HOLLYWOOD, CA - The Comedy of Errors was Shakespeare's first comedy, written when the twenty-something bard was excitedly riffing on one playwriting style after another.  With a four-part epic on the Wars of the Roses under his belt, there could be no doubt whatever that Shakespeare did history plays.  In Titus Andronicus he trotted out tragedy a la Seneca--all rhetoric and gore, with Thomas Kyd-style spectacle piled on for good measure.  In Love's Labor's Lost we got the Shakespearean take on John Lily, so confident and stylish it was as much parody as imitation.

           Into this astonishing mix of early 1590s calling cards Shakespeare dropped a tight little Italian farce, just because he could.  The Comedy of Errors was modeled--and rather carefully, for Shakespeare--on Roman comedies of Plautus, or rather on the way the Italians had been Plautusing for fifty years or so.  Shakespeare's comedy correctly observes the unities of time and place, unfolding in the same city square on the same day.  He borrowed the Italians' favorite plot device‑‑crossover confusion caused by separated twins--and not only juggled his twins with aplomb, but doubled both confusion and improbability by adding a second pair of them.  And if that wasn't flashy enough, Shakespeare absolutely plastered his script with word-play, puns, malaprops, rhyme, and metric patterns no one had used for decades.  Not just because he could, but because the Elizabethan audience ate that stuff up like whipped cream.

**BRIEF:** Reproduce the passage on Shakespeare's The Comedy of Errors in full, word for word.

**MATERIAL PROVIDED:**

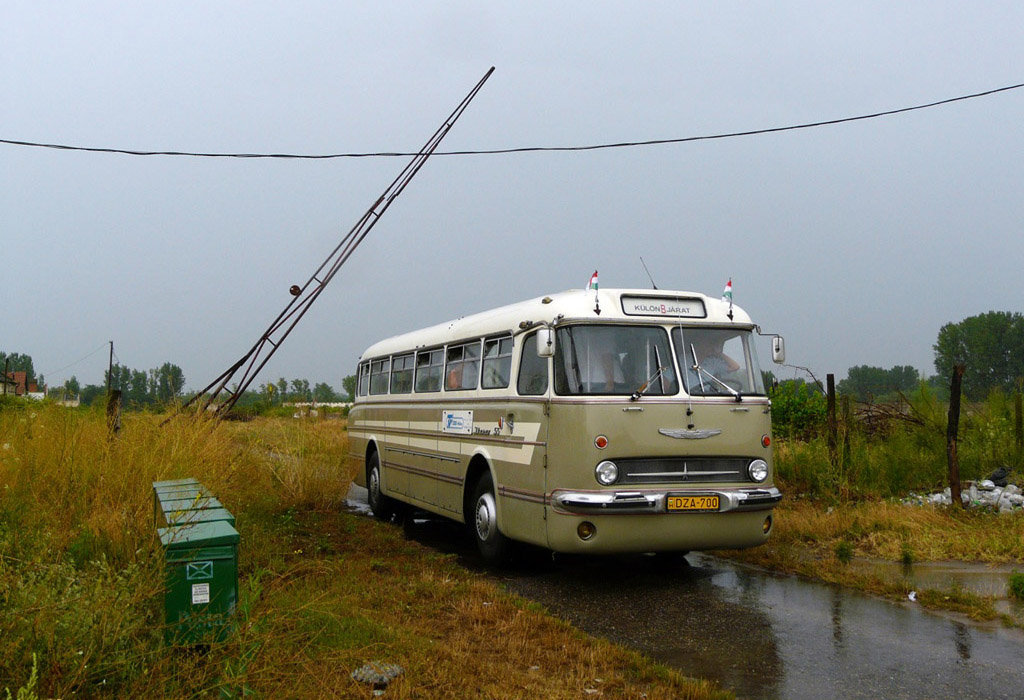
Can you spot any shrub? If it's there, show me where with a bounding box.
[1010,571,1024,601]
[770,382,826,440]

**RESULT OF THE EXERCISE:**
HOLLYWOOD, CA - The Comedy of Errors was Shakespeare's first comedy, written when the twenty-something bard was excitedly riffing on one playwriting style after another.  With a four-part epic on the Wars of the Roses under his belt, there could be no doubt whatever that Shakespeare did history plays.  In Titus Andronicus he trotted out tragedy a la Seneca--all rhetoric and gore, with Thomas Kyd-style spectacle piled on for good measure.  In Love's Labor's Lost we got the Shakespearean take on John Lily, so confident and stylish it was as much parody as imitation.

           Into this astonishing mix of early 1590s calling cards Shakespeare dropped a tight little Italian farce, just because he could.  The Comedy of Errors was modeled--and rather carefully, for Shakespeare--on Roman comedies of Plautus, or rather on the way the Italians had been Plautusing for fifty years or so.  Shakespeare's comedy correctly observes the unities of time and place, unfolding in the same city square on the same day.  He borrowed the Italians' favorite plot device‑‑crossover confusion caused by separated twins--and not only juggled his twins with aplomb, but doubled both confusion and improbability by adding a second pair of them.  And if that wasn't flashy enough, Shakespeare absolutely plastered his script with word-play, puns, malaprops, rhyme, and metric patterns no one had used for decades.  Not just because he could, but because the Elizabethan audience ate that stuff up like whipped cream.